** RECORDS FOR THIS EXERCISE **
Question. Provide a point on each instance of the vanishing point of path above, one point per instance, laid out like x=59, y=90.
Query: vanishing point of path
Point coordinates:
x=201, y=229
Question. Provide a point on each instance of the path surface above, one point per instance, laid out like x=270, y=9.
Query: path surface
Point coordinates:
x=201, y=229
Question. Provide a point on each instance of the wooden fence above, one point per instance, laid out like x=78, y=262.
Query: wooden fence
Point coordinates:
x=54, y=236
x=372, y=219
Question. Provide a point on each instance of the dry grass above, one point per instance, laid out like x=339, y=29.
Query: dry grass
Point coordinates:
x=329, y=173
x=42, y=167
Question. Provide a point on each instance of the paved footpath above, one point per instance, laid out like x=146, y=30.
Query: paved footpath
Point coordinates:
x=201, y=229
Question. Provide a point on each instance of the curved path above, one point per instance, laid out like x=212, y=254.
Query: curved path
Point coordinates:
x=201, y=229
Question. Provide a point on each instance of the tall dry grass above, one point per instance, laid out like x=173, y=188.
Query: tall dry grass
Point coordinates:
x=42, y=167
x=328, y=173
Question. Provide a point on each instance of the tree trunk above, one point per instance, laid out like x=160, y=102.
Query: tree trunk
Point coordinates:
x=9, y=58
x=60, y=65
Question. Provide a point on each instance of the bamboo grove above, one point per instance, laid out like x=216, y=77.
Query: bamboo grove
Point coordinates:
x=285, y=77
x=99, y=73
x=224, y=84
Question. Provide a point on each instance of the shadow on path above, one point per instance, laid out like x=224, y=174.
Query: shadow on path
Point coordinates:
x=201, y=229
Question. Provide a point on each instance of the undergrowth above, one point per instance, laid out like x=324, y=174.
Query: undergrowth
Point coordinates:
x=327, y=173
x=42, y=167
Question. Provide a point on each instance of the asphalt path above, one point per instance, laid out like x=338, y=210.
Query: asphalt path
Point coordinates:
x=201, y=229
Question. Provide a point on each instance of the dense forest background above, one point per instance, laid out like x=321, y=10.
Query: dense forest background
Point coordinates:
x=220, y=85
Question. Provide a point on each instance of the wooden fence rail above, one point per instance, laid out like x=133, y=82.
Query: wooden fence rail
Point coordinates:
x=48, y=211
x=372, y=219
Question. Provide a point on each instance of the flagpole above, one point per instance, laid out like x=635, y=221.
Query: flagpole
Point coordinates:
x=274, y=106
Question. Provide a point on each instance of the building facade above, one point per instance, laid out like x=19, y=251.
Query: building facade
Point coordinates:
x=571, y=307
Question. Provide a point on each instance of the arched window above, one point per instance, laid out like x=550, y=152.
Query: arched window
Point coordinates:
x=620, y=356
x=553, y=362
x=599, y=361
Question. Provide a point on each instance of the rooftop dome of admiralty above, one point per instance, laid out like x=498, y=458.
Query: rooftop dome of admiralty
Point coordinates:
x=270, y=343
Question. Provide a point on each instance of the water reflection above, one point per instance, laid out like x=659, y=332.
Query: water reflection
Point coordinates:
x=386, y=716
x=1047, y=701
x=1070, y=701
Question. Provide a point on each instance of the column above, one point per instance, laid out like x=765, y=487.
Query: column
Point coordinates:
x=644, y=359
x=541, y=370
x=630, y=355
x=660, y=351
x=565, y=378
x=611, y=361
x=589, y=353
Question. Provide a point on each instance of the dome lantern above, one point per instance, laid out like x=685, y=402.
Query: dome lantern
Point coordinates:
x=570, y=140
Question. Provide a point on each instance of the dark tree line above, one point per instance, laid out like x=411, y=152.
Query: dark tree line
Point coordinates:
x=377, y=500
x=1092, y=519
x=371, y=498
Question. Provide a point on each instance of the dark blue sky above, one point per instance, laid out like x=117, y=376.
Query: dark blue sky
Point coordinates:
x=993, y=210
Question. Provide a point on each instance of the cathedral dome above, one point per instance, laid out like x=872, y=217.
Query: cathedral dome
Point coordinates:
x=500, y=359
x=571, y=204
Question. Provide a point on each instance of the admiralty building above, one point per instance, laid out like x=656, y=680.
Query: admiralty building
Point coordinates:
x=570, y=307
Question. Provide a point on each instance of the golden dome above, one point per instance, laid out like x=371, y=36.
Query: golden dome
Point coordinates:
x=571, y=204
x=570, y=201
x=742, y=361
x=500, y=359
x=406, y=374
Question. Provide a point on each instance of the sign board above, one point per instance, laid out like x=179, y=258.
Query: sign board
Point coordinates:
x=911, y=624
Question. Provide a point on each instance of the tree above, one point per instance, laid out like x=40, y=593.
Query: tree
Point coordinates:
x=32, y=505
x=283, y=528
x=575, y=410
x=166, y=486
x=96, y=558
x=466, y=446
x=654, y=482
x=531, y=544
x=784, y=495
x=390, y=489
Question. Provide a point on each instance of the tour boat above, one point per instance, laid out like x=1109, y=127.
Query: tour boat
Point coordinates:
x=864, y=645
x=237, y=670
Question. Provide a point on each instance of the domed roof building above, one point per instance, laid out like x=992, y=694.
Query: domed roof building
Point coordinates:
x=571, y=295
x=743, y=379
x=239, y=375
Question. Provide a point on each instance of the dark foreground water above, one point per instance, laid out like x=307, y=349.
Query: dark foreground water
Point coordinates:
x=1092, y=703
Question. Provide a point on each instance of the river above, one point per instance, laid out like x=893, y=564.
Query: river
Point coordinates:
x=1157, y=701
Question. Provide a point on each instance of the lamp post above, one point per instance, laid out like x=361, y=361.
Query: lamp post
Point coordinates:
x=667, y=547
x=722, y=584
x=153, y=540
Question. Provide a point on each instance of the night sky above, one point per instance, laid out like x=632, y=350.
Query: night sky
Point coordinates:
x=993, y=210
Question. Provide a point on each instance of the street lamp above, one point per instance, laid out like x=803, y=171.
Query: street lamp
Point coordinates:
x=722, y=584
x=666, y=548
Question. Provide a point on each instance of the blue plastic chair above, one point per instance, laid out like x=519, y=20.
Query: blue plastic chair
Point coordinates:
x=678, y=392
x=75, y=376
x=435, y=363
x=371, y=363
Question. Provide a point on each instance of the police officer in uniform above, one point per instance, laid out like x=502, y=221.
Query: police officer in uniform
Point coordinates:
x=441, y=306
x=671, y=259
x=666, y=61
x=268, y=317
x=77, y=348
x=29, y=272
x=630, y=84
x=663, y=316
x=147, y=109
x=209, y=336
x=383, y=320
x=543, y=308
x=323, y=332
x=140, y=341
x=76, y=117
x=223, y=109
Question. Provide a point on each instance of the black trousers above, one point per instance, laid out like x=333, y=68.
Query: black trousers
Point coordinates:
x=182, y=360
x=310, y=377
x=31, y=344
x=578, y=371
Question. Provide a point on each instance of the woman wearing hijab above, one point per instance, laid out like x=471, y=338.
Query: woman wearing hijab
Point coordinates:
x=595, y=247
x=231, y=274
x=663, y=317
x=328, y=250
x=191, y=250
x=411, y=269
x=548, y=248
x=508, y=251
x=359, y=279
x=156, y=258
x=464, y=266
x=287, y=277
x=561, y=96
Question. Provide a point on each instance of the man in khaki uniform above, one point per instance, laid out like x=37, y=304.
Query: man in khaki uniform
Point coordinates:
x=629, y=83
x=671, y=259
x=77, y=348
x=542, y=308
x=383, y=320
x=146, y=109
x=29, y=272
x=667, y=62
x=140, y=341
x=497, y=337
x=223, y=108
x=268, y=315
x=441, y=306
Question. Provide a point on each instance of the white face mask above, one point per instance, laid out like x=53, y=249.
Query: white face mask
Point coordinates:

** PROBLEM TO WORK ON **
Please copy the part of the records above that opens with the line containing "like x=307, y=349." and closes with the line containing "x=1157, y=701", both lines included, requests and all. Multiply each point coordinate in the answers by 1.65 and round to whole numbers, halves up, leaving the numbers in the requests and their format samples unchanged.

** RESULT BELOW **
Question. Provide a point on each instance of the dark foreground water above, one point per instance, laid out like x=307, y=349.
Query: dark foreground water
Point coordinates:
x=1802, y=1160
Question. Provide a point on each instance of the river above, one point per instance, laid out like x=893, y=564.
Query: river
Point coordinates:
x=1909, y=1157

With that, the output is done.